[Task details]
Please set down, exactly as written, the line containing "dry grass accordingly, one point per instance." and every line after it through the end of the records.

[Listed entries]

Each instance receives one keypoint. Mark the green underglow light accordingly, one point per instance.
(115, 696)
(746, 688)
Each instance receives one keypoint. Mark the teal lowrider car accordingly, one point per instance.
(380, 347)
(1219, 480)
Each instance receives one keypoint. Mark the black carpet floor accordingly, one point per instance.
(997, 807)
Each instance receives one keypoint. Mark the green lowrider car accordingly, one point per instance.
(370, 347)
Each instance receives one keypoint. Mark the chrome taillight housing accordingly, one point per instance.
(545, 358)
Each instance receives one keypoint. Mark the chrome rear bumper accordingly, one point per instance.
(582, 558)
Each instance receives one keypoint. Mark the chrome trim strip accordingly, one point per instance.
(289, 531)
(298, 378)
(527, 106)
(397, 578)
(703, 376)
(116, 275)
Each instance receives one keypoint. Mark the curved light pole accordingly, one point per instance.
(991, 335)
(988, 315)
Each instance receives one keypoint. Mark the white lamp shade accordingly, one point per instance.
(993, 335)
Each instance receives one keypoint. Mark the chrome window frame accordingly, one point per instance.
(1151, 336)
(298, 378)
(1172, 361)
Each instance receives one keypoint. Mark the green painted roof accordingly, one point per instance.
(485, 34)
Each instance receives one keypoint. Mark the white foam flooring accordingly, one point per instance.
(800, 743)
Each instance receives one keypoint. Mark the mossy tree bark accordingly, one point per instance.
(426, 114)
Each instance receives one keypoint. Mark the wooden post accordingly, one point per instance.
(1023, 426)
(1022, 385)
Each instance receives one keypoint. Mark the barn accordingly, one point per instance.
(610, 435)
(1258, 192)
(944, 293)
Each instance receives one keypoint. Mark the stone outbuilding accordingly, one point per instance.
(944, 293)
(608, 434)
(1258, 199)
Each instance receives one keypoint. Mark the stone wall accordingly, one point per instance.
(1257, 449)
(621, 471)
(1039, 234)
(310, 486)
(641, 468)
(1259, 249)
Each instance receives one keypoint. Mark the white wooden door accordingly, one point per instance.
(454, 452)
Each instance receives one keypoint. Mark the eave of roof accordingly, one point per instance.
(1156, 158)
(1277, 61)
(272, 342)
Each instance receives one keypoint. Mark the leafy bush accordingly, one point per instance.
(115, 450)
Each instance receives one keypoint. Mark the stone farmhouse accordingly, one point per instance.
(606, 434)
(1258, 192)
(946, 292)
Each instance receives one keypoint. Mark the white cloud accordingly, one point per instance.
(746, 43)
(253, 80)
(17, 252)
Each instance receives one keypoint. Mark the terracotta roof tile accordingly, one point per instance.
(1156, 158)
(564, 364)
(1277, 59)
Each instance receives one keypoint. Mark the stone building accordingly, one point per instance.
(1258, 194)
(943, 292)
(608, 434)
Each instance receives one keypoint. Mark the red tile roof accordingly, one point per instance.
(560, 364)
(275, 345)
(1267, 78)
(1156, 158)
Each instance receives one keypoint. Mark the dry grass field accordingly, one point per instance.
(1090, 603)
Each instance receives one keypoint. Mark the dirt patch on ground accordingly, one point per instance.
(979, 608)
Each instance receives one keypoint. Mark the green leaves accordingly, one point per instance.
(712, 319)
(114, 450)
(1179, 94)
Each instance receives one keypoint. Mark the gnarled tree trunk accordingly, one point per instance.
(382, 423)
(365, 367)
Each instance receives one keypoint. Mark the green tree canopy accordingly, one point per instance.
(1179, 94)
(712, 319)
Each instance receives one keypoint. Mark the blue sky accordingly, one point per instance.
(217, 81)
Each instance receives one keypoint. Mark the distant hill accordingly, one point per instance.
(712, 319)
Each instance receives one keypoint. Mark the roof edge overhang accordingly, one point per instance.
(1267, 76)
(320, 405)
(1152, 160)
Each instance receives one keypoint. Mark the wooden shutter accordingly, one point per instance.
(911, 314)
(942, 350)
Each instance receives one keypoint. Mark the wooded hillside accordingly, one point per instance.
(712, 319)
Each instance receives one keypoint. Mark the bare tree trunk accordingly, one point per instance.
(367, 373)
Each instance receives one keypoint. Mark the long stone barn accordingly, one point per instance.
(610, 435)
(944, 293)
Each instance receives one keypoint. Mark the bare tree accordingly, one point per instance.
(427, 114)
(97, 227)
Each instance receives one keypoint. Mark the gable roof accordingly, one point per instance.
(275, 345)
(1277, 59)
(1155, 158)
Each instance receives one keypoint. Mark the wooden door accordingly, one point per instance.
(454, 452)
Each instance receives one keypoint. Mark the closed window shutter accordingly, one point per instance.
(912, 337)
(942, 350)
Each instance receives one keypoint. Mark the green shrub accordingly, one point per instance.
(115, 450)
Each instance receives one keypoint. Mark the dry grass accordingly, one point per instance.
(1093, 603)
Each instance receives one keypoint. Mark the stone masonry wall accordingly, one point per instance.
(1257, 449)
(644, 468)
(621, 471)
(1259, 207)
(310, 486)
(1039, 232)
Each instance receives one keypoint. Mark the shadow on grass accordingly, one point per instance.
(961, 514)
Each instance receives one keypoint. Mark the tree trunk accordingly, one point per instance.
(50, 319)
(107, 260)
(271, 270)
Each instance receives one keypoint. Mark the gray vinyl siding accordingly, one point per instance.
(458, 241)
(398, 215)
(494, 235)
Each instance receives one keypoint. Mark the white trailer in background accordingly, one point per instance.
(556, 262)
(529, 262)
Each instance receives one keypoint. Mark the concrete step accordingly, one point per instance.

[Your response]
Each instance receives one keypoint. Mark the dry grass accordingly, one point per instance.
(1093, 603)
Each instance receives one keypoint. Mark the stone masonry wall accordingly, one point per instance.
(1257, 449)
(644, 468)
(621, 471)
(1259, 207)
(310, 486)
(1039, 232)
Each instance receives one keypoint. Mark the shadow on grass accordingly, one point per instance.
(961, 514)
Each instance receives one keypoint. Mark the tree trunk accordingly, one point per instance.
(50, 319)
(107, 260)
(271, 270)
Each instance receives one keypoint. Mark the gray vinyl siding accordingly, one point per instance.
(458, 241)
(398, 215)
(494, 235)
Each instance receives one keypoint. Mark the white trailer in background accordingly, one point per instance.
(556, 262)
(529, 262)
Each instance receives one keypoint. Mark the concrete step accordingly, one point per instance.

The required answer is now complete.